**Directions:** Filter the rows below and copy every line that contains the string "corrections".

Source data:
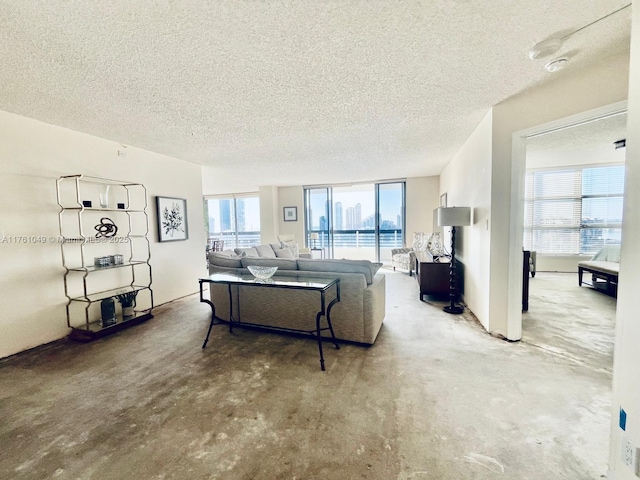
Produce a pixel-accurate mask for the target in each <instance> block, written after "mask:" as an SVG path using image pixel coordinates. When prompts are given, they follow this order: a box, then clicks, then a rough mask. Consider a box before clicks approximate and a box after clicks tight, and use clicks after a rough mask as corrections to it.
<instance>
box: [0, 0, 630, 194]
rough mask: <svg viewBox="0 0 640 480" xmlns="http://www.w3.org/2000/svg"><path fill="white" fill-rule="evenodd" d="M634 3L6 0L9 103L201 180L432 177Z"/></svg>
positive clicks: (6, 67) (572, 60)
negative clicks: (549, 50) (186, 168)
mask: <svg viewBox="0 0 640 480" xmlns="http://www.w3.org/2000/svg"><path fill="white" fill-rule="evenodd" d="M627 3H629V1H628V0H594V1H591V2H584V1H582V0H566V1H563V2H557V1H555V0H543V1H539V2H531V1H524V0H517V1H514V0H509V1H506V0H503V1H496V0H475V1H469V0H447V1H444V0H443V1H427V0H424V1H417V0H414V1H411V0H407V1H391V0H390V1H372V2H363V1H355V0H354V1H350V0H338V1H323V2H320V1H317V0H306V1H305V0H299V1H264V2H239V1H235V0H234V1H229V0H217V1H211V2H204V1H186V0H185V1H167V0H164V1H163V0H157V1H153V2H152V1H135V2H131V1H130V0H111V1H109V2H96V1H94V0H75V1H73V0H71V1H68V0H66V1H62V0H47V1H44V0H40V1H36V0H30V1H21V0H0V58H1V59H2V68H1V69H0V85H2V87H1V88H0V109H2V110H5V111H9V112H13V113H17V114H20V115H24V116H26V117H30V118H35V119H38V120H41V121H44V122H47V123H52V124H55V125H60V126H64V127H67V128H70V129H73V130H77V131H81V132H85V133H89V134H92V135H97V136H99V137H103V138H107V139H111V140H115V141H118V142H120V143H122V144H124V145H132V146H136V147H140V148H144V149H147V150H151V151H154V152H159V153H163V154H166V155H171V156H174V157H177V158H181V159H184V160H188V161H192V162H197V163H199V164H202V165H207V166H209V167H210V168H207V169H205V173H207V176H208V181H207V185H208V186H209V187H208V188H210V190H213V191H207V192H205V193H215V191H230V190H244V191H247V190H251V189H255V187H257V186H260V185H300V184H317V183H323V182H345V181H362V180H371V179H384V178H399V177H404V176H420V175H434V174H439V173H440V171H441V170H442V168H443V167H444V165H445V164H446V162H448V161H449V159H450V158H451V157H452V156H453V155H454V154H455V152H456V151H457V150H458V149H459V148H460V146H461V145H462V143H463V142H464V141H465V140H466V139H467V137H468V136H469V134H470V133H471V132H472V131H473V129H474V128H475V127H476V126H477V124H478V122H479V121H480V119H481V118H482V117H483V116H484V115H485V113H486V112H487V110H488V109H489V108H490V107H491V106H492V105H495V104H497V103H499V102H501V101H502V100H504V99H506V98H508V97H510V96H512V95H514V94H516V93H518V92H521V91H523V90H525V89H527V88H529V87H531V86H534V85H537V84H540V83H542V82H545V81H548V80H549V79H551V78H557V76H561V75H564V74H565V72H566V71H569V70H571V69H575V68H579V67H580V66H585V65H587V64H589V63H593V62H597V61H598V60H600V59H602V58H606V57H607V56H610V55H614V54H616V53H619V52H623V51H626V50H628V48H629V33H630V8H626V9H624V10H622V11H620V12H619V13H616V14H614V15H611V16H610V17H608V18H607V19H605V20H602V21H601V22H597V23H596V24H594V25H593V26H590V27H588V28H585V29H583V30H580V31H578V32H577V33H575V34H573V35H570V36H569V37H568V38H567V39H566V41H565V45H564V47H563V49H562V50H561V51H560V52H559V53H558V55H561V54H566V55H567V56H569V57H570V58H571V61H570V65H569V67H568V68H567V69H566V70H564V71H561V72H558V73H556V74H550V73H547V72H546V71H545V70H544V68H543V66H544V63H545V60H538V61H531V60H529V58H528V56H527V53H528V50H529V49H530V48H531V47H532V46H533V45H534V44H535V43H537V42H539V41H541V40H544V39H545V38H548V37H550V36H552V35H554V34H558V32H561V34H563V35H565V34H567V33H570V32H574V31H576V30H578V29H580V28H581V27H584V26H585V25H588V24H590V23H592V22H594V21H596V20H597V19H599V18H602V17H604V16H606V15H607V14H609V13H611V12H614V11H615V10H618V9H619V8H621V7H624V6H625V5H626V4H627ZM547 60H548V59H547ZM554 75H555V77H554Z"/></svg>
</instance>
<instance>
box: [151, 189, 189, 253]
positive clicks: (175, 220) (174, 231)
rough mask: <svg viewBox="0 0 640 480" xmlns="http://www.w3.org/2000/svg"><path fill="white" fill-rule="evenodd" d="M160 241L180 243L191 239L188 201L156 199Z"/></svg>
mask: <svg viewBox="0 0 640 480" xmlns="http://www.w3.org/2000/svg"><path fill="white" fill-rule="evenodd" d="M156 215H157V220H158V241H159V242H178V241H182V240H187V239H188V238H189V226H188V222H187V199H186V198H176V197H156Z"/></svg>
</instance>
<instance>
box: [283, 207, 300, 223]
mask: <svg viewBox="0 0 640 480" xmlns="http://www.w3.org/2000/svg"><path fill="white" fill-rule="evenodd" d="M283 215H284V221H285V222H297V221H298V207H284V208H283Z"/></svg>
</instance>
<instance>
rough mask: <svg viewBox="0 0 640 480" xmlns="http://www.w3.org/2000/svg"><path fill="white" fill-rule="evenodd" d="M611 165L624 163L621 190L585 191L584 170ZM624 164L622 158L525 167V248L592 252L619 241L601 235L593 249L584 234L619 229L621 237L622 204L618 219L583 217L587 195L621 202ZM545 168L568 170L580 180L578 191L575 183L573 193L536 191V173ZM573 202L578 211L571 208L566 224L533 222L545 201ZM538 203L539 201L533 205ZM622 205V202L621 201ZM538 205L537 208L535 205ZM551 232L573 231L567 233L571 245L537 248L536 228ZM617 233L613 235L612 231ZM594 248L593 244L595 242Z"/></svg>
mask: <svg viewBox="0 0 640 480" xmlns="http://www.w3.org/2000/svg"><path fill="white" fill-rule="evenodd" d="M612 167H623V171H622V192H620V193H618V192H615V193H609V192H607V193H598V194H585V193H584V190H585V176H584V172H585V170H591V169H600V168H602V169H605V168H612ZM624 167H625V164H624V163H622V162H615V163H604V164H588V165H570V166H562V167H552V168H535V169H527V170H526V173H525V180H524V183H525V188H524V235H523V246H524V248H525V249H526V250H535V251H537V252H538V253H539V254H543V255H593V254H595V253H596V251H597V249H599V248H600V247H601V246H604V245H609V244H614V243H615V244H618V243H619V242H620V240H619V239H613V240H612V241H610V240H609V239H606V238H605V239H603V242H602V245H600V247H598V248H597V249H596V250H595V251H593V250H592V249H588V248H587V245H585V237H586V235H584V234H585V233H586V232H589V231H592V232H593V231H594V230H595V229H601V230H618V231H619V235H617V237H618V238H619V237H621V235H622V214H623V212H622V206H621V207H620V221H609V220H608V219H605V221H604V222H599V223H585V221H584V220H585V219H584V217H583V215H584V210H585V201H588V200H590V199H599V198H607V199H619V200H620V201H621V202H623V201H624ZM547 172H571V173H572V174H573V175H574V177H575V178H576V179H578V180H579V184H578V185H577V191H576V190H575V188H576V185H574V186H573V188H574V193H569V194H568V195H535V193H536V183H535V176H536V174H540V173H547ZM554 201H558V202H567V201H568V202H574V203H575V206H574V210H576V209H577V212H576V211H574V212H573V214H572V217H571V218H570V219H569V222H568V223H566V224H559V225H544V224H543V223H540V224H537V225H536V223H535V222H536V212H537V211H539V209H540V207H542V206H543V205H544V204H548V205H550V204H551V202H554ZM536 204H538V205H536ZM621 205H622V204H621ZM536 207H538V210H537V209H536ZM544 231H547V232H550V231H557V232H558V234H560V235H561V234H563V233H564V234H566V232H567V231H568V232H570V233H571V232H575V233H576V235H575V238H572V236H571V235H570V237H569V243H575V245H574V246H571V247H570V248H569V249H567V250H568V251H567V250H565V249H563V250H562V251H558V250H551V251H550V250H548V249H544V248H540V244H539V243H538V244H536V243H535V242H536V232H544ZM613 236H616V235H613ZM594 248H595V246H594Z"/></svg>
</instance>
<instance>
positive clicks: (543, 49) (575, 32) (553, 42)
mask: <svg viewBox="0 0 640 480" xmlns="http://www.w3.org/2000/svg"><path fill="white" fill-rule="evenodd" d="M630 6H631V3H629V4H627V5H625V6H624V7H621V8H619V9H618V10H615V11H613V12H611V13H608V14H606V15H605V16H604V17H600V18H598V19H597V20H594V21H593V22H591V23H588V24H587V25H584V26H582V27H580V28H578V29H576V30H574V31H573V32H570V33H567V34H566V35H565V36H563V37H560V38H548V39H546V40H543V41H542V42H540V43H537V44H536V45H534V46H533V48H531V50H529V58H530V59H531V60H538V59H540V58H545V57H548V56H550V55H553V54H554V53H556V52H557V51H558V50H560V49H561V48H562V44H563V42H564V40H566V39H567V38H569V37H570V36H571V35H574V34H576V33H578V32H579V31H581V30H584V29H585V28H587V27H590V26H591V25H593V24H595V23H598V22H600V21H602V20H604V19H605V18H608V17H610V16H611V15H614V14H616V13H618V12H620V11H621V10H624V9H625V8H629V7H630ZM566 63H567V62H566V61H565V62H564V65H566ZM548 65H549V64H547V65H546V66H547V67H548ZM564 65H563V66H564ZM561 68H562V67H561ZM547 70H549V68H547ZM549 71H554V72H555V71H557V70H549Z"/></svg>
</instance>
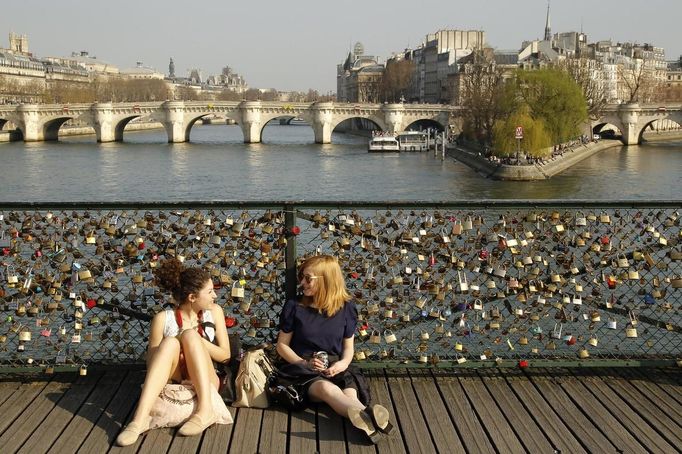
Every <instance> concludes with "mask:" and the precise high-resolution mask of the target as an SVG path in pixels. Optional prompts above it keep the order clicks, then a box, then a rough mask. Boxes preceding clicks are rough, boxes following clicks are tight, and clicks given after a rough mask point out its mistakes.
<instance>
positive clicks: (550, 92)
mask: <svg viewBox="0 0 682 454" xmlns="http://www.w3.org/2000/svg"><path fill="white" fill-rule="evenodd" d="M516 88H517V89H516V92H517V95H518V97H519V98H520V99H521V100H522V101H523V103H524V104H525V105H526V106H527V107H528V109H529V114H530V116H531V117H532V118H533V119H534V120H540V121H542V122H543V123H544V124H545V127H546V129H547V132H548V133H549V136H550V138H551V140H552V142H553V143H562V142H566V141H568V140H570V139H573V138H575V137H576V136H578V135H580V126H581V124H583V123H584V122H585V121H586V120H587V118H588V116H587V102H586V101H585V97H584V96H583V93H582V90H581V88H580V86H579V85H578V84H577V83H576V82H575V80H573V78H571V76H570V75H569V74H567V73H566V72H564V71H560V70H557V69H541V70H537V71H518V72H517V74H516Z"/></svg>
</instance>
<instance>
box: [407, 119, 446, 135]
mask: <svg viewBox="0 0 682 454" xmlns="http://www.w3.org/2000/svg"><path fill="white" fill-rule="evenodd" d="M428 128H431V129H433V128H436V129H437V130H438V131H440V132H443V131H445V125H443V124H441V122H440V121H438V120H434V119H433V118H420V119H418V120H414V121H412V123H408V124H406V125H405V127H404V128H403V129H404V130H405V131H407V130H416V131H421V130H424V129H428Z"/></svg>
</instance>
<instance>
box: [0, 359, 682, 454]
mask: <svg viewBox="0 0 682 454" xmlns="http://www.w3.org/2000/svg"><path fill="white" fill-rule="evenodd" d="M369 375H370V383H371V388H372V392H373V398H374V400H375V401H377V402H381V403H384V404H385V405H386V406H387V407H389V408H391V409H392V418H393V422H394V425H395V424H397V427H398V429H399V432H397V433H396V432H394V434H393V435H391V436H390V437H386V438H385V439H384V440H382V441H381V442H380V443H379V444H378V445H377V446H373V445H371V444H369V443H368V442H367V441H366V440H365V439H364V436H363V434H362V433H361V432H359V431H357V430H355V429H354V428H352V427H350V426H349V424H347V423H344V420H343V419H342V418H340V417H339V416H337V415H336V414H334V413H333V412H332V411H331V410H330V409H329V408H328V407H326V406H319V407H317V408H311V409H308V410H306V411H304V412H300V413H291V414H288V413H287V412H286V411H283V410H280V409H276V408H271V409H268V410H257V409H235V408H231V409H230V411H231V412H232V414H233V416H234V424H232V425H227V426H214V427H212V428H210V429H208V430H207V431H206V432H205V433H204V434H203V435H201V436H197V437H189V438H185V437H180V436H175V430H171V429H158V430H153V431H150V432H148V433H147V434H146V435H145V436H143V437H140V439H139V440H138V443H137V444H136V445H133V446H131V447H128V448H125V449H121V448H118V447H115V446H113V447H112V446H111V445H112V443H113V440H114V439H115V438H116V435H117V434H118V432H119V430H120V428H121V425H122V424H124V423H125V422H126V421H127V419H128V418H129V417H130V415H131V413H132V410H133V408H134V404H135V403H136V400H137V397H138V395H139V387H140V384H141V382H142V379H143V372H140V371H113V372H111V371H110V372H106V373H102V372H99V373H94V372H91V373H90V374H89V375H88V376H86V377H78V376H76V374H58V375H55V376H52V377H49V379H46V378H45V377H42V378H40V379H36V380H35V381H27V380H26V379H24V380H23V381H21V380H17V379H16V378H13V377H5V379H4V381H3V382H2V383H0V415H2V418H0V447H1V448H0V451H2V452H3V453H10V452H12V453H13V452H25V453H32V454H33V453H41V452H54V453H69V452H84V453H103V452H142V453H146V452H168V453H176V452H177V453H188V452H201V453H209V452H211V453H212V452H231V453H256V452H258V453H314V452H319V453H339V452H348V453H356V452H357V453H365V452H366V453H376V452H378V453H390V454H399V453H410V454H412V453H420V452H424V453H434V452H440V453H460V452H461V453H464V452H470V453H479V452H490V453H493V452H503V453H517V452H529V453H552V452H562V453H580V452H628V453H637V452H642V453H644V452H664V453H671V452H680V447H682V427H681V421H682V374H681V373H680V370H679V369H593V370H581V369H577V370H576V369H572V370H567V369H551V370H550V369H527V370H526V371H520V370H479V371H475V370H455V371H447V372H445V371H442V370H433V371H429V370H410V371H406V370H385V371H370V372H369Z"/></svg>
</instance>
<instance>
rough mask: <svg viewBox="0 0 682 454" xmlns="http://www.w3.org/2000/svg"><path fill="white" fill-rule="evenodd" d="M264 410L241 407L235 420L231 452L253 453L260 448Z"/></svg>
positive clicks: (238, 452) (231, 443) (238, 409)
mask: <svg viewBox="0 0 682 454" xmlns="http://www.w3.org/2000/svg"><path fill="white" fill-rule="evenodd" d="M262 419H263V410H261V409H259V408H239V409H237V415H236V416H235V420H234V429H233V431H232V441H231V442H230V452H233V453H253V452H257V450H258V435H259V432H260V429H261V420H262Z"/></svg>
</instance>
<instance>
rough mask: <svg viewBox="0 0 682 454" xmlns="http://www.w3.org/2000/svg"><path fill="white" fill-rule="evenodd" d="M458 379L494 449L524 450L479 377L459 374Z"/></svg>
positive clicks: (498, 449) (514, 452) (489, 393)
mask: <svg viewBox="0 0 682 454" xmlns="http://www.w3.org/2000/svg"><path fill="white" fill-rule="evenodd" d="M459 381H460V384H461V385H462V388H464V393H465V394H466V395H467V396H469V399H470V401H471V405H472V406H473V407H474V409H475V410H476V413H477V414H478V417H479V419H480V421H481V424H482V425H483V428H484V430H485V431H486V432H487V433H488V436H489V437H490V439H491V441H492V443H493V445H495V447H496V449H497V450H498V451H499V452H513V453H520V452H525V449H524V448H523V445H522V444H521V443H520V442H519V440H518V438H517V437H516V434H515V433H514V430H513V429H512V428H511V426H510V425H509V422H508V421H507V420H506V419H505V417H504V415H503V414H502V412H501V411H500V409H499V408H498V407H497V404H496V403H495V399H494V398H493V397H492V396H491V395H490V393H488V390H487V389H486V387H485V385H484V384H483V382H482V381H481V379H480V378H479V377H475V376H460V377H459Z"/></svg>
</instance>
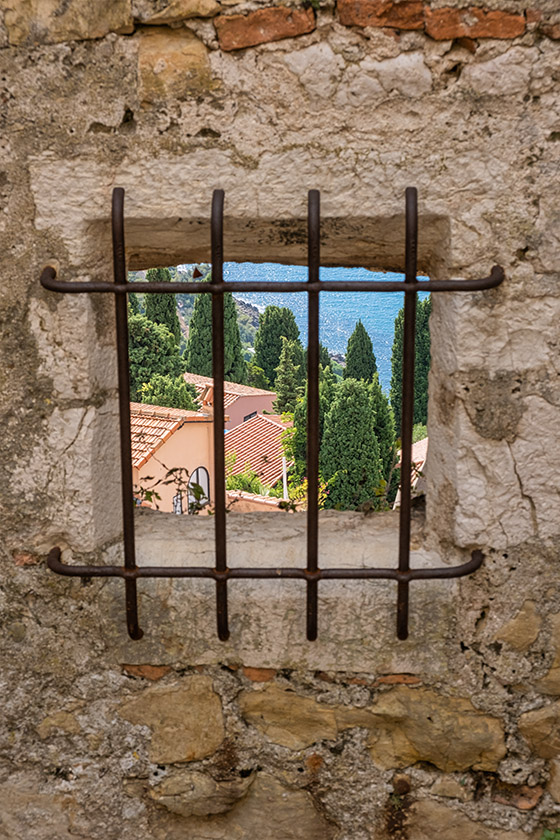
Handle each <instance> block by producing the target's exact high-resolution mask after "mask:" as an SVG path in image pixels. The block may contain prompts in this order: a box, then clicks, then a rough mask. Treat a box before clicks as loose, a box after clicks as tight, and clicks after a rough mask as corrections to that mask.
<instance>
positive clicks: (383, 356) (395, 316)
mask: <svg viewBox="0 0 560 840" xmlns="http://www.w3.org/2000/svg"><path fill="white" fill-rule="evenodd" d="M321 277H322V278H323V279H329V280H341V279H352V280H366V279H367V280H372V279H374V280H387V279H395V280H403V279H404V276H403V275H402V274H391V273H383V272H372V271H367V270H366V269H365V268H355V269H350V268H323V269H321ZM306 278H307V269H306V268H305V266H293V265H278V264H275V263H225V265H224V279H226V280H236V281H241V282H243V281H248V280H280V279H282V280H293V281H295V280H305V279H306ZM425 296H426V293H425V292H421V293H420V297H425ZM234 297H235V298H236V300H237V301H240V302H243V303H246V304H250V305H251V307H253V308H256V309H257V310H258V311H259V312H262V311H263V310H264V309H265V308H266V307H267V306H270V305H271V304H275V305H277V306H287V307H289V308H290V309H291V310H292V311H293V313H294V315H295V318H296V322H297V325H298V327H299V330H300V334H301V340H302V342H303V344H304V345H305V344H306V343H307V301H306V295H305V293H297V294H294V293H290V292H278V293H277V292H247V293H246V294H245V293H243V292H238V293H235V295H234ZM403 297H404V296H403V294H401V293H399V292H328V293H327V292H325V293H322V294H321V300H320V339H321V341H322V343H323V344H325V345H326V347H327V348H328V350H329V352H330V353H331V354H333V355H334V354H338V355H340V356H344V354H345V353H346V345H347V342H348V338H349V337H350V335H351V333H352V331H353V330H354V327H355V325H356V322H357V321H358V320H359V319H361V321H362V323H363V324H364V326H365V328H366V330H367V332H368V333H369V335H370V337H371V340H372V342H373V350H374V353H375V356H376V359H377V367H378V370H379V378H380V381H381V385H382V387H383V390H384V391H385V392H386V393H388V391H389V386H390V383H391V351H392V347H393V336H394V329H395V318H396V316H397V313H398V311H399V309H400V308H401V306H402V304H403Z"/></svg>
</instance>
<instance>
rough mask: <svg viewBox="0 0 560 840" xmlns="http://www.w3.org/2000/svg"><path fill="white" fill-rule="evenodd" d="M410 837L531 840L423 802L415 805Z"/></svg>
mask: <svg viewBox="0 0 560 840" xmlns="http://www.w3.org/2000/svg"><path fill="white" fill-rule="evenodd" d="M407 827H408V832H409V833H408V836H409V837H411V838H412V837H413V838H414V840H433V838H434V837H437V840H457V838H458V837H460V838H461V840H527V835H526V834H525V832H523V831H515V830H511V829H507V830H506V831H502V830H500V829H499V828H495V827H490V826H486V825H484V824H483V823H479V822H474V821H473V820H471V819H469V818H468V817H467V816H466V815H465V814H462V813H461V812H459V811H454V810H452V809H451V808H448V807H446V806H445V805H441V804H440V803H439V802H430V801H429V800H423V801H421V802H415V803H414V804H413V805H412V808H411V809H410V815H409V817H408V821H407Z"/></svg>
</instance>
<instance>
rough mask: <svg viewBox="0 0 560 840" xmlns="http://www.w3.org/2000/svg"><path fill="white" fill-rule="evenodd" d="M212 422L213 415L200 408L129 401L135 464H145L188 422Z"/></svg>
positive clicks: (136, 466) (130, 419)
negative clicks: (157, 450) (149, 403)
mask: <svg viewBox="0 0 560 840" xmlns="http://www.w3.org/2000/svg"><path fill="white" fill-rule="evenodd" d="M200 422H203V423H204V422H206V423H211V422H212V417H211V416H210V415H208V414H202V413H201V412H199V411H185V410H183V409H181V408H163V407H161V406H157V405H145V404H143V403H133V402H131V403H130V433H131V435H130V436H131V443H132V465H133V466H134V467H137V468H140V467H142V466H143V465H144V464H145V463H146V461H148V460H149V459H150V458H151V457H152V455H153V454H154V452H155V451H156V450H157V449H159V447H160V446H161V445H162V444H163V443H165V441H166V440H167V439H168V438H170V437H171V435H172V434H173V433H174V432H176V431H177V429H180V428H181V426H183V425H184V424H185V423H200Z"/></svg>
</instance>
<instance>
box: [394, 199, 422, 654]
mask: <svg viewBox="0 0 560 840" xmlns="http://www.w3.org/2000/svg"><path fill="white" fill-rule="evenodd" d="M405 201H406V246H405V293H404V326H403V334H404V335H403V362H402V365H403V367H402V422H401V509H400V523H399V570H400V571H401V572H406V571H408V569H409V568H410V507H411V479H412V475H411V470H412V425H413V420H414V345H415V337H416V292H415V291H414V290H413V289H410V288H407V287H406V286H407V284H409V283H410V284H412V283H414V282H415V280H416V268H417V251H418V195H417V191H416V188H415V187H407V189H406V192H405ZM397 636H398V638H399V639H406V638H407V637H408V582H402V581H401V582H399V583H398V592H397Z"/></svg>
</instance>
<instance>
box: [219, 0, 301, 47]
mask: <svg viewBox="0 0 560 840" xmlns="http://www.w3.org/2000/svg"><path fill="white" fill-rule="evenodd" d="M214 24H215V26H216V31H217V33H218V41H219V42H220V47H221V48H222V49H223V50H243V49H245V48H246V47H256V46H257V44H266V43H268V42H269V41H281V40H282V38H295V36H296V35H305V33H306V32H313V30H314V29H315V15H314V13H313V9H301V8H298V9H288V8H286V7H285V6H273V7H271V8H268V9H258V10H257V11H256V12H249V14H248V15H219V16H218V17H217V18H216V19H215V20H214Z"/></svg>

**The completed task:**
Produce a pixel-accurate mask for the target in each <instance> block, written after "mask:" as an SVG path using image pixel coordinates. When prompts are given, they follow this order: a box, then clicks, then a rough mask. Consider a box before clicks approximate and a box after clicks tight, and use clicks after a rough mask as corrections to it.
Handle each <instance> block by producing the target's exact high-resolution mask after "mask:" as an SVG path in image pixels. The block may contain prompts in this order: a box, then clicks, then a rough mask. Treat a box before clicks as loose, a box after clicks as tight, and clicks after a rough mask as corrections to that mask.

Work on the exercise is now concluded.